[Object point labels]
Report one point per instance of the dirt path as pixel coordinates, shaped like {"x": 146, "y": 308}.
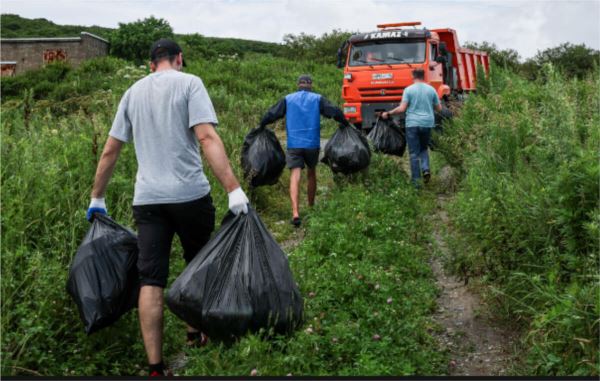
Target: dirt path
{"x": 477, "y": 346}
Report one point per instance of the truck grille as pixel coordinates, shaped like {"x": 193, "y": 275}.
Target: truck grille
{"x": 392, "y": 91}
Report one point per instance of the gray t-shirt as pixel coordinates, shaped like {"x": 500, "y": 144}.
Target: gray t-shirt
{"x": 158, "y": 112}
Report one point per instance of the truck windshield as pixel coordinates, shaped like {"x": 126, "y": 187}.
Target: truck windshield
{"x": 383, "y": 53}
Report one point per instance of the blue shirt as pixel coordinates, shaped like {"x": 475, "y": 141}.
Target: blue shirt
{"x": 302, "y": 111}
{"x": 421, "y": 99}
{"x": 303, "y": 119}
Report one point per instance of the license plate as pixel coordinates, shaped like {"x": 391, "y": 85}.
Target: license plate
{"x": 383, "y": 76}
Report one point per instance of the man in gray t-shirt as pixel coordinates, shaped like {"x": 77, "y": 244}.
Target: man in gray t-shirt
{"x": 166, "y": 114}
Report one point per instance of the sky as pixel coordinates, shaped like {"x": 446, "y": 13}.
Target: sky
{"x": 526, "y": 26}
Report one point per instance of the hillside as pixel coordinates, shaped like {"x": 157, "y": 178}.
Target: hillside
{"x": 16, "y": 26}
{"x": 517, "y": 170}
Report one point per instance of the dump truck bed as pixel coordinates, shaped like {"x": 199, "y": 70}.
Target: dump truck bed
{"x": 464, "y": 60}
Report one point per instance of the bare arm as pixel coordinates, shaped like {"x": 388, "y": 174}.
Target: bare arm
{"x": 213, "y": 149}
{"x": 106, "y": 166}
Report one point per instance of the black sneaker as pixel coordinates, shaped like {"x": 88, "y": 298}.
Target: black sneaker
{"x": 426, "y": 176}
{"x": 196, "y": 339}
{"x": 296, "y": 221}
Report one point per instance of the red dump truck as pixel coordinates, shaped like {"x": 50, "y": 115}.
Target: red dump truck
{"x": 379, "y": 67}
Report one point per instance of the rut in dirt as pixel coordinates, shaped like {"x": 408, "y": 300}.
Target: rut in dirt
{"x": 478, "y": 346}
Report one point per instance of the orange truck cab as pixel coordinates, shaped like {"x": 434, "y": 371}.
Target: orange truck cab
{"x": 379, "y": 67}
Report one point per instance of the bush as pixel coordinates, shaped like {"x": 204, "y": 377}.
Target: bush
{"x": 528, "y": 211}
{"x": 320, "y": 49}
{"x": 574, "y": 60}
{"x": 505, "y": 58}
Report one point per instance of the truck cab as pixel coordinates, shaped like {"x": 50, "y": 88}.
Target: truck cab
{"x": 379, "y": 65}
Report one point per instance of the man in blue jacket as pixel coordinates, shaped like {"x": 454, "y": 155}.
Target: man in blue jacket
{"x": 302, "y": 111}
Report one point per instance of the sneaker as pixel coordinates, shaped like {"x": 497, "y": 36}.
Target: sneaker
{"x": 426, "y": 176}
{"x": 296, "y": 221}
{"x": 161, "y": 373}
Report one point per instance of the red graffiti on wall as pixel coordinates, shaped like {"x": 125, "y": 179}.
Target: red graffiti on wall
{"x": 52, "y": 55}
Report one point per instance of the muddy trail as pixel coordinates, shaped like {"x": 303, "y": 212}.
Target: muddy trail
{"x": 477, "y": 344}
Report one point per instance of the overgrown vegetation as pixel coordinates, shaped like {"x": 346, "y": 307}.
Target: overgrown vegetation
{"x": 364, "y": 272}
{"x": 49, "y": 157}
{"x": 526, "y": 219}
{"x": 573, "y": 60}
{"x": 132, "y": 41}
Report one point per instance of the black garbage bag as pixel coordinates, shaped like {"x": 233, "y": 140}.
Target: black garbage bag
{"x": 239, "y": 282}
{"x": 388, "y": 138}
{"x": 347, "y": 151}
{"x": 263, "y": 158}
{"x": 103, "y": 279}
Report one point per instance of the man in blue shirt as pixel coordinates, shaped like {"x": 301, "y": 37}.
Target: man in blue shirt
{"x": 418, "y": 101}
{"x": 302, "y": 111}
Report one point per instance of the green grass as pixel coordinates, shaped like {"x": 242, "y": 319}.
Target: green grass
{"x": 526, "y": 217}
{"x": 363, "y": 245}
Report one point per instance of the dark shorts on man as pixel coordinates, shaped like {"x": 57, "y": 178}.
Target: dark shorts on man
{"x": 192, "y": 221}
{"x": 299, "y": 157}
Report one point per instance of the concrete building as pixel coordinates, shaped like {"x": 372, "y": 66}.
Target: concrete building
{"x": 21, "y": 54}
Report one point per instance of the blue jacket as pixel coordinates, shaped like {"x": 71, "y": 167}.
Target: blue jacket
{"x": 302, "y": 111}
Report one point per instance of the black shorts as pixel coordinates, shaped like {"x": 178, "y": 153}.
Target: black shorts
{"x": 193, "y": 221}
{"x": 297, "y": 157}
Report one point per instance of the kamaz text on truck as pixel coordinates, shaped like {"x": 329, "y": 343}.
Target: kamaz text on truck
{"x": 379, "y": 67}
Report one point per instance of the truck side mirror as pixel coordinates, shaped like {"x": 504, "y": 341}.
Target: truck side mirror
{"x": 340, "y": 63}
{"x": 443, "y": 48}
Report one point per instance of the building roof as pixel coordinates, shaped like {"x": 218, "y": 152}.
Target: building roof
{"x": 51, "y": 39}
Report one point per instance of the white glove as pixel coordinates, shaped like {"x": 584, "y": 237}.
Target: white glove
{"x": 97, "y": 205}
{"x": 238, "y": 202}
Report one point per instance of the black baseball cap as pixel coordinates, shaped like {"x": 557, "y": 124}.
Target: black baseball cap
{"x": 305, "y": 78}
{"x": 163, "y": 48}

• **Objective**: Your task is to extract the lines running from the one with "Report one point per instance of the black shorts" to the end of the material, inclusive, copying each exactly and adding nothing.

• **Worked solution**:
Report one point per instance of the black shorts as pixel coordinates, shaped like {"x": 178, "y": 153}.
Target: black shorts
{"x": 193, "y": 221}
{"x": 297, "y": 157}
Report one point per instance of the kamaz text on truck as pixel coordinates, shaped like {"x": 329, "y": 343}.
Target: kamaz text on truck
{"x": 379, "y": 67}
Report one point per instance of the truck side mirror as pixel coordinates, shaped like {"x": 504, "y": 341}.
Target: truck side mirror
{"x": 340, "y": 63}
{"x": 443, "y": 48}
Report one point per instance of the building roof as pixel coordinates, shaped like {"x": 218, "y": 152}.
Target: building roof
{"x": 51, "y": 39}
Report one point per instance of the white glove as pixel coordinates, shaped like {"x": 584, "y": 237}.
Target: white glove
{"x": 97, "y": 205}
{"x": 238, "y": 202}
Report one point per instance of the black baseball cap as pixel coordinates, shaped like {"x": 557, "y": 124}.
Target: black baseball cap
{"x": 305, "y": 78}
{"x": 163, "y": 48}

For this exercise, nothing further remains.